Which lines in the listing below contain the word "throw"? List all of them.

(Pointing entries for named objects)
==*==
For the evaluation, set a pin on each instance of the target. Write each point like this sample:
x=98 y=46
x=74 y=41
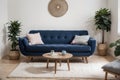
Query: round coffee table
x=58 y=58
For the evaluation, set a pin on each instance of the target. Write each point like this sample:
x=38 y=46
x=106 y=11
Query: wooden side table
x=58 y=58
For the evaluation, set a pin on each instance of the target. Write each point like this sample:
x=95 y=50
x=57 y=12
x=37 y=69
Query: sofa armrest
x=92 y=43
x=23 y=43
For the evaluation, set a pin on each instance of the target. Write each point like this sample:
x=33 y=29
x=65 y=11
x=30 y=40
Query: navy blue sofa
x=57 y=40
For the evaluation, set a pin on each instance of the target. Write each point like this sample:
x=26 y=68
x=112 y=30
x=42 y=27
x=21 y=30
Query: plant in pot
x=13 y=33
x=116 y=44
x=103 y=23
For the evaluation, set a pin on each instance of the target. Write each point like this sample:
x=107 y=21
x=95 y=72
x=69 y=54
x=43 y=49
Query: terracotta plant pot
x=14 y=55
x=102 y=49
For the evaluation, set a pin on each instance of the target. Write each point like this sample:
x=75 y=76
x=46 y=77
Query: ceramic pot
x=102 y=49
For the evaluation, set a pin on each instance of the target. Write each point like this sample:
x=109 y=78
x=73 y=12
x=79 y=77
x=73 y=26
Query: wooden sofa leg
x=106 y=75
x=83 y=58
x=86 y=60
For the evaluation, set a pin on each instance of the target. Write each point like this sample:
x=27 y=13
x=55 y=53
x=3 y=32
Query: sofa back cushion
x=59 y=36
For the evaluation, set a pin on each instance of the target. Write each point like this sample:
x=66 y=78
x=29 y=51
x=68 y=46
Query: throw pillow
x=34 y=38
x=81 y=39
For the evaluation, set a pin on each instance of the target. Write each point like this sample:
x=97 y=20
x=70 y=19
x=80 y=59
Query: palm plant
x=13 y=32
x=116 y=44
x=103 y=21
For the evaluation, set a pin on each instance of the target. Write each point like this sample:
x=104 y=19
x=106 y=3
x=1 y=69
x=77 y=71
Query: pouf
x=113 y=68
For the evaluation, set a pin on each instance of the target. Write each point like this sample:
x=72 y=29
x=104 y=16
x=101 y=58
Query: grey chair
x=112 y=68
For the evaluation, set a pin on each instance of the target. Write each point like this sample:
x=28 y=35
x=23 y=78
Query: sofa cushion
x=58 y=47
x=59 y=36
x=34 y=38
x=83 y=39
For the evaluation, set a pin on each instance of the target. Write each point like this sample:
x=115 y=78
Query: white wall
x=113 y=36
x=3 y=20
x=34 y=15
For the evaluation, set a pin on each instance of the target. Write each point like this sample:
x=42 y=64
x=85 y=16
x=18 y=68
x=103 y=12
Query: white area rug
x=81 y=70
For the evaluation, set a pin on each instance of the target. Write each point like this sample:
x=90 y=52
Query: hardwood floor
x=6 y=66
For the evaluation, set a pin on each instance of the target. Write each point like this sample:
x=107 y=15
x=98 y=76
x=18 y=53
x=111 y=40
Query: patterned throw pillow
x=83 y=39
x=34 y=39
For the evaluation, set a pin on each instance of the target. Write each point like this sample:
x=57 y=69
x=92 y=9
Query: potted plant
x=13 y=33
x=103 y=23
x=116 y=44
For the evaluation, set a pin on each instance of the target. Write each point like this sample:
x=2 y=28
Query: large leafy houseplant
x=103 y=23
x=13 y=33
x=116 y=44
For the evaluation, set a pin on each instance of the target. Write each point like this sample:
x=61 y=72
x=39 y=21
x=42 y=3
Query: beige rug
x=81 y=70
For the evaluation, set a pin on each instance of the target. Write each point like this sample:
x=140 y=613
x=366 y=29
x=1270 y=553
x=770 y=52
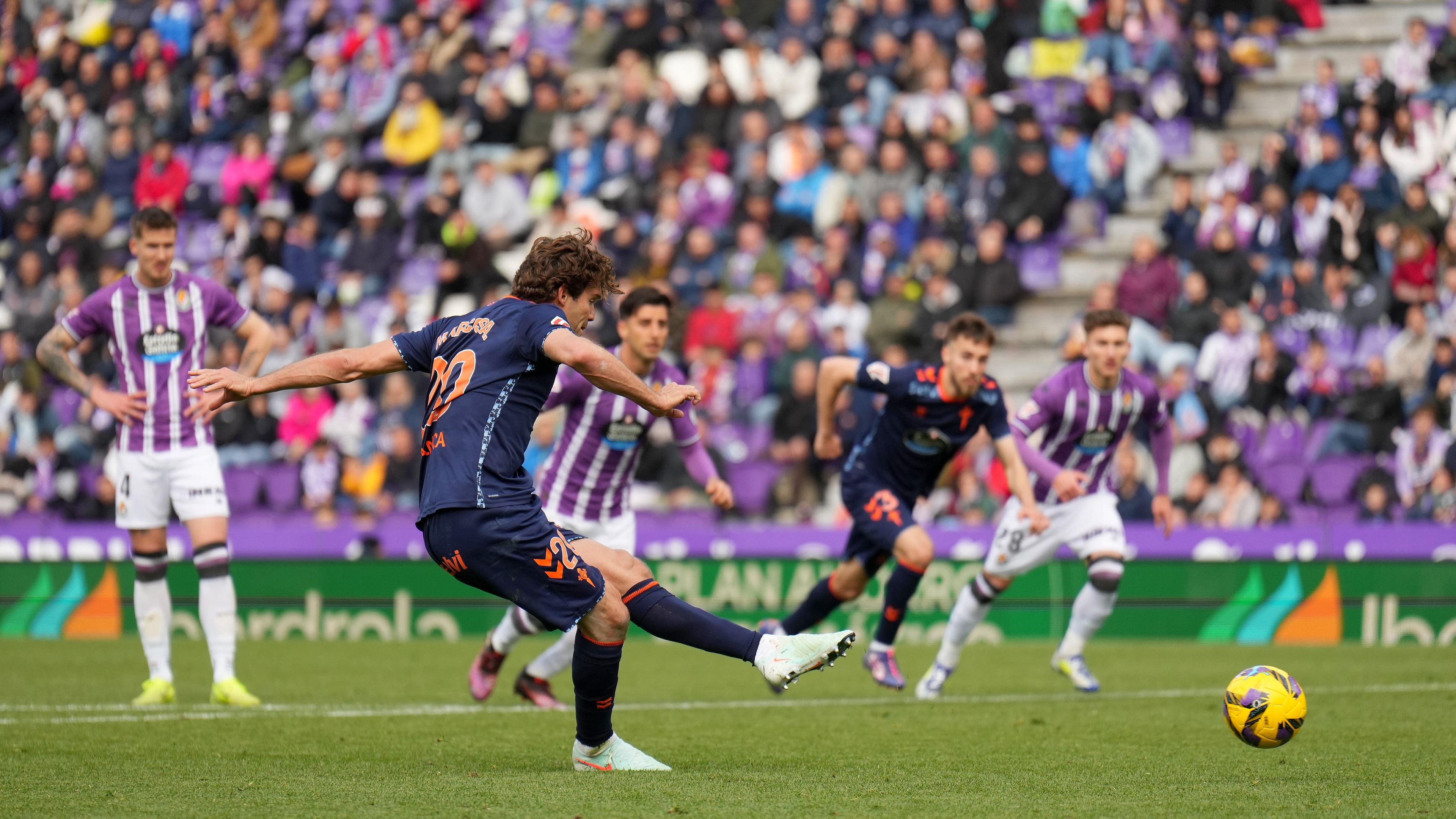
==*==
__Correct output__:
Query: throw pillow
Query: patterned throw pillow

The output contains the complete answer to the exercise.